* [Aim]: In the arts feature below, copy word for word the stretch starting with "Are you able" and going on through "some of that.".

* [Passage given]:
- - -
Are you able to bring some of what you knew of her personally, those subtleties that another actress who never met her may not? Are you allowing yourself to do that? 

I really hope so. My experience of Rosemary’s was that she was authentic; she didn’t have a false bone or note in her being. There was no artifice. She was incredibly well-read, she had deep emotions, but she was also practical, and she was a survivor. I once asked her for her notes on my singing, and it was fasten-your-seatbelt because she’d always give you an honest answer. I hope I can bring some of that. 

What about bringing yourself forth in portraying a real person? I imagine that’s even more of a dilemma given that you knew her.

That’s a really interesting question. I’m going to take that as an acting note and actually ponder it for the rest of the rehearsal today. But I can say I hope we succeed in bringing the essence of Rosemary, but not an impression. I knew her, but we’ve all seen her. So, you just sort of marinate in it and hope that you digest it in your psyche and that I can also draw on things in my own life that I’ve experienced to find her truth. I never had her meteoric rise or, thankfully, some of her challenges, but there are a lot of elements I can understand as an actress, a singer, and a mom. 

Ensemble Gets New Season Together

Up next is ETC’s annual holiday offering, The Wickhams, part two of Lauren Gunderson and Margot Melcon’s trilogy of Christmas plays based on Jane Austen’s Pride and Prejudice, which runs December 2-19. Back in the musical realm, ETC’s head honcho Jonathan Fox directs the musical adaptation of Carmen Jones, Oscar Hammerstein’s version of Bizet’s beloved opera, set in 1943 at a parachute factory, running February 3-20, 2022. Then it’s the long-delayed West Coast premiere of American Son, the tense, real-time, racially charged drama that’s about as timely as they come, with Fox directing the April 7-24 engagement. The classic comic nail-biter Sleuth, Anthony Shaffer’s classic ever-twisting cat-and-mouse play that was a big hit both on Broadway and in movie adaptations, closes out the season, with John Tufts, whose work in ETC’s recent one-man productions of An Iliad and I Am My Own Wife were utter tours-de-force. Bringing the season to full circle completion, Sullivan directs Sleuth’s performances on June 9-26. Visit https://etcsb.org.

Suddenly Sibling with the Woods Brothers

The entertainment portion of UCSB Arts & Lectures ambitious 2021-22 Season of Hope gets underway at Campbell Hall on Tuesday, October 12, and if it’s true that hope is about healing, and springs from the earth, you can’t get much more earthy than the Wood Brothers, who explore their own incarnations of America’s indigenous music via the family route. It doesn’t hurt that Oliver and Chris Wood were raised in the Colorado mountain town of Boulder, or that their dad’s record collection included lots of folksingers. What also contributes is that the brothers pursued separate musical careers for 15 years — Chris in Medeski Martin & Wood and Oliver with his band King Johnson — before coming together professionally. 

“We got involved in completely different music circles and grew apart musically and just as brothers,” Oliver Wood explained. “But really it was a blessing because we had a lot of time figuring out and establishing our identities as people and as artists separately in a healthy way, which it made it exciting for us to get back together later in life. We taught each other stuff, discovered we had overlapping aesthetics, and came up with a new recipe, and the music helped us reconnect and bond as family, too.”
- - -
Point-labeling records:
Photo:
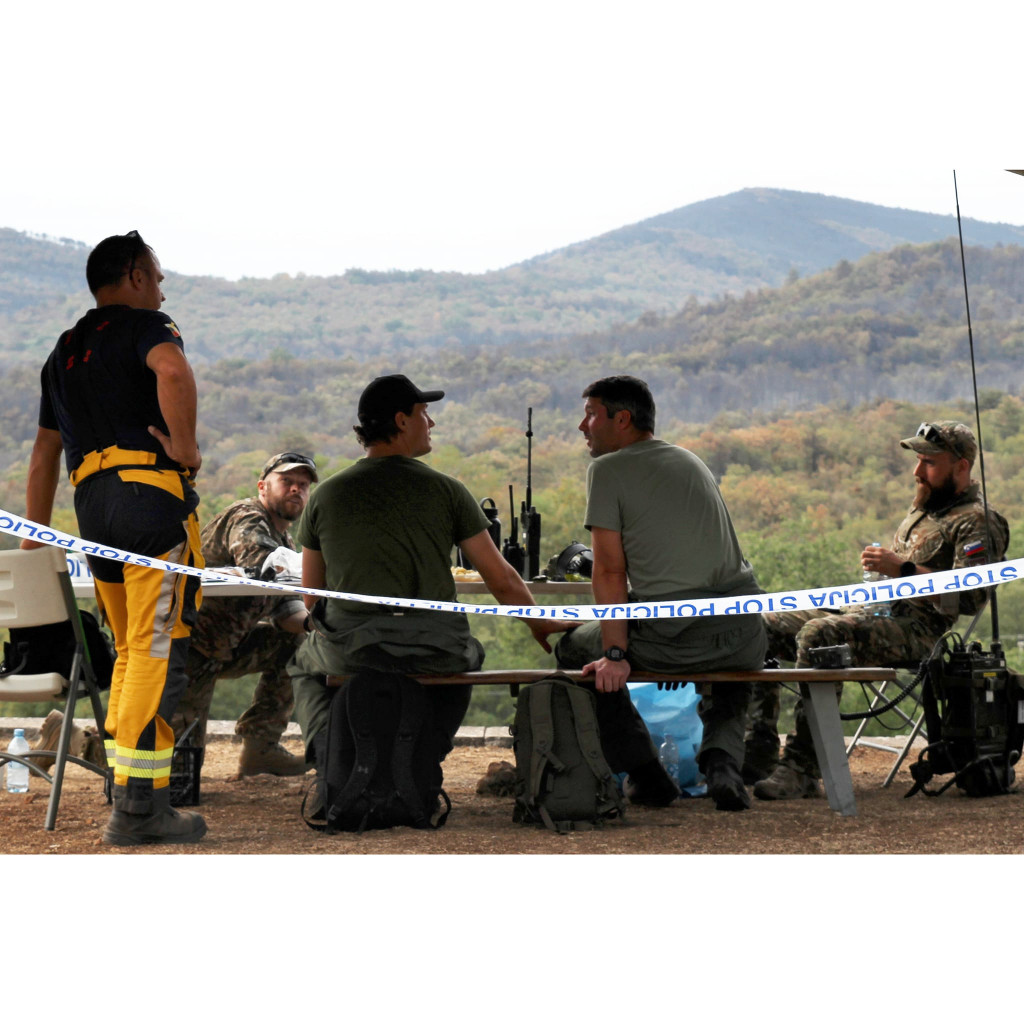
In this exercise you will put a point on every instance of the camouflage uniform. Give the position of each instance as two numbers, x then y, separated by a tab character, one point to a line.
905	633
236	636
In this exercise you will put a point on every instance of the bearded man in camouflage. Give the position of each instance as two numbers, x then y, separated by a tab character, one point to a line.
237	636
944	529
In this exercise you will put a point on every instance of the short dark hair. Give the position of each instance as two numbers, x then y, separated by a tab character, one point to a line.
631	393
115	257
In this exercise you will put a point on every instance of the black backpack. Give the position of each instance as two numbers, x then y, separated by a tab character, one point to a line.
974	716
381	765
562	778
37	649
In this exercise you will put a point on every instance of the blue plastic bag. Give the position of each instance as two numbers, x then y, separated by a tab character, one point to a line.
674	713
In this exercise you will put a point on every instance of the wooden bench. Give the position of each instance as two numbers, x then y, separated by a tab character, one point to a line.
816	686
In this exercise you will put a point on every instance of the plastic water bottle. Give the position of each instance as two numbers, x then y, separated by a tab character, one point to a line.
870	577
17	775
668	754
880	607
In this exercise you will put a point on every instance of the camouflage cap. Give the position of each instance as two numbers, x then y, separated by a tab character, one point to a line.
285	461
944	435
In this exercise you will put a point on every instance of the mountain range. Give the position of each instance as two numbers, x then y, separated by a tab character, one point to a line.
730	246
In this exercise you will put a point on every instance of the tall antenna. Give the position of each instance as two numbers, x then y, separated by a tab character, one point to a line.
977	414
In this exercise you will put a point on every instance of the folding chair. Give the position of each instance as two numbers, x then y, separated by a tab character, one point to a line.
35	590
916	724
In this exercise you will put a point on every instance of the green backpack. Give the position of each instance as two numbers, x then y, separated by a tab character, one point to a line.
562	779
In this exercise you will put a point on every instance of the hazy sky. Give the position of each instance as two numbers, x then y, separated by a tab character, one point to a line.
308	136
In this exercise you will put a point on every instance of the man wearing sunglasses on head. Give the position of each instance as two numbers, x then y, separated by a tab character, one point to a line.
945	528
239	636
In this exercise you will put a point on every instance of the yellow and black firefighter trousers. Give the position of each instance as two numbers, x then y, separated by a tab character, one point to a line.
148	512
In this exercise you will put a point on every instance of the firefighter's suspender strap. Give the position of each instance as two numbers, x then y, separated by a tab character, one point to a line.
112	458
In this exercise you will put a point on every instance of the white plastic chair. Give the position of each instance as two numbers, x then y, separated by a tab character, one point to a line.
35	590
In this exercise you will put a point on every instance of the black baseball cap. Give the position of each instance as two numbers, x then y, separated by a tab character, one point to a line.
384	396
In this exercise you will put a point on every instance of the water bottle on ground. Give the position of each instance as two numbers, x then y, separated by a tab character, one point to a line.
668	754
17	775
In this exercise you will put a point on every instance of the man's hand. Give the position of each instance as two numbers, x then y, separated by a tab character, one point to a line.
881	560
186	457
608	676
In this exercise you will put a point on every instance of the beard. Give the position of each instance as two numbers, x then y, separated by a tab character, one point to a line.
289	511
934	499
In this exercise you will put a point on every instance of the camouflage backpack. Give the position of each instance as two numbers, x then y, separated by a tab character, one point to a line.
562	779
381	764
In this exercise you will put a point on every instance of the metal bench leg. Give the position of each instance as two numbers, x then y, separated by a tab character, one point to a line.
829	745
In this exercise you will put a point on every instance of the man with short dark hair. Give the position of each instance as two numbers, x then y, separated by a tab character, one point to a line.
237	636
119	400
660	531
386	526
945	528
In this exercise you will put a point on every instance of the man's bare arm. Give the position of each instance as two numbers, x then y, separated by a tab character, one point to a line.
44	473
313	573
176	395
610	586
507	586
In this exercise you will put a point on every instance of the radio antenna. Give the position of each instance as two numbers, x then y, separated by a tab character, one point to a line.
977	413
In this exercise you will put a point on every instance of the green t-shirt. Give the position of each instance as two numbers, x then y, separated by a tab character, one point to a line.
677	535
386	526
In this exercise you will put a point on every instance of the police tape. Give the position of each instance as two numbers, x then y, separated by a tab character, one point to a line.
930	585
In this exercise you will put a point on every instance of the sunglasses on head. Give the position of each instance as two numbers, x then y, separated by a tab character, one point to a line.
286	457
931	433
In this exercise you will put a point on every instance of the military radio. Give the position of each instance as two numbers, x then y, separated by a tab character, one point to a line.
974	716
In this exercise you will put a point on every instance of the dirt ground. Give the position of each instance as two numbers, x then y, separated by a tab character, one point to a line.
260	815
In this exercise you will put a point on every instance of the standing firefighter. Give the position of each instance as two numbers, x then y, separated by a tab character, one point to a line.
119	399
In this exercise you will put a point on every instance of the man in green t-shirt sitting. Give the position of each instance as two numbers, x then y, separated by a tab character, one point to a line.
386	526
660	531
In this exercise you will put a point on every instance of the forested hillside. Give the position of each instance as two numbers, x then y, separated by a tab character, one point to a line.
891	326
735	244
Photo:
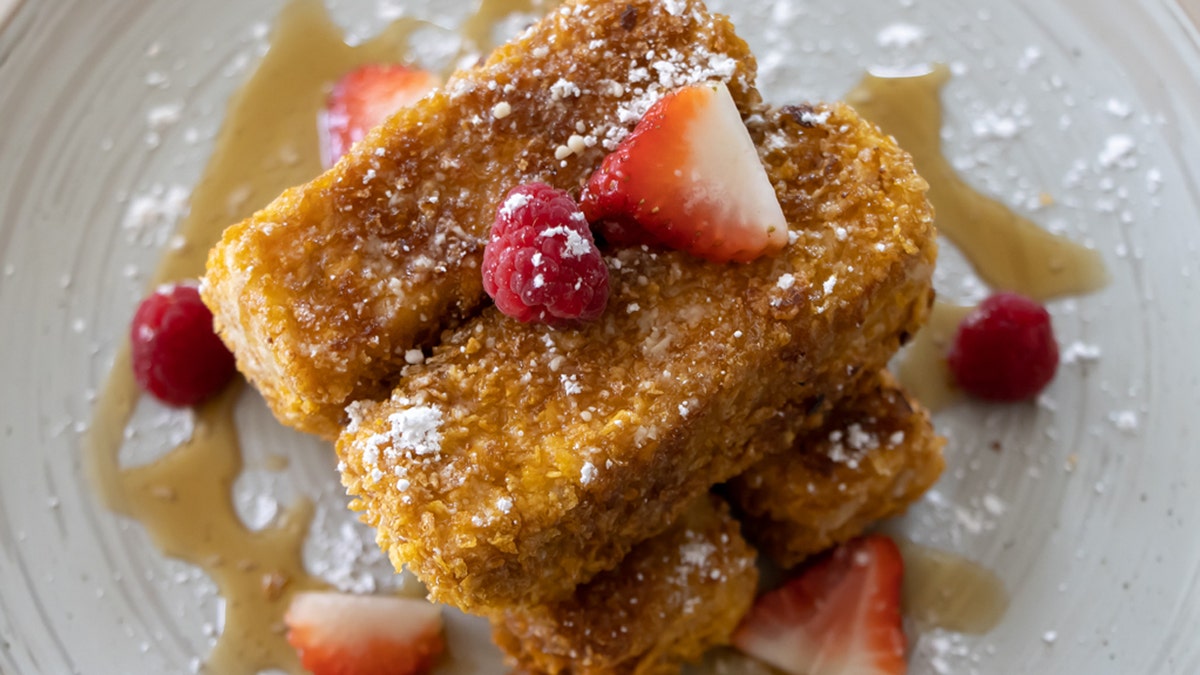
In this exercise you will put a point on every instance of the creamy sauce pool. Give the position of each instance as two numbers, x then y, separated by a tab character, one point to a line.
- - -
* [Written solution]:
Are you able to bring some of what you knew of her personally, those subtleties that another actress who never met her may not? Are you allowing yourself to do that? 

I really hope so. My experience of Rosemary’s was that she was authentic; she didn’t have a false bone or note in her being. There was no artifice. She was incredibly well-read, she had deep emotions, but she was also practical, and she was a survivor. I once asked her for her notes on my singing, and it was fasten-your-seatbelt because she’d always give you an honest answer. I hope I can bring some of that.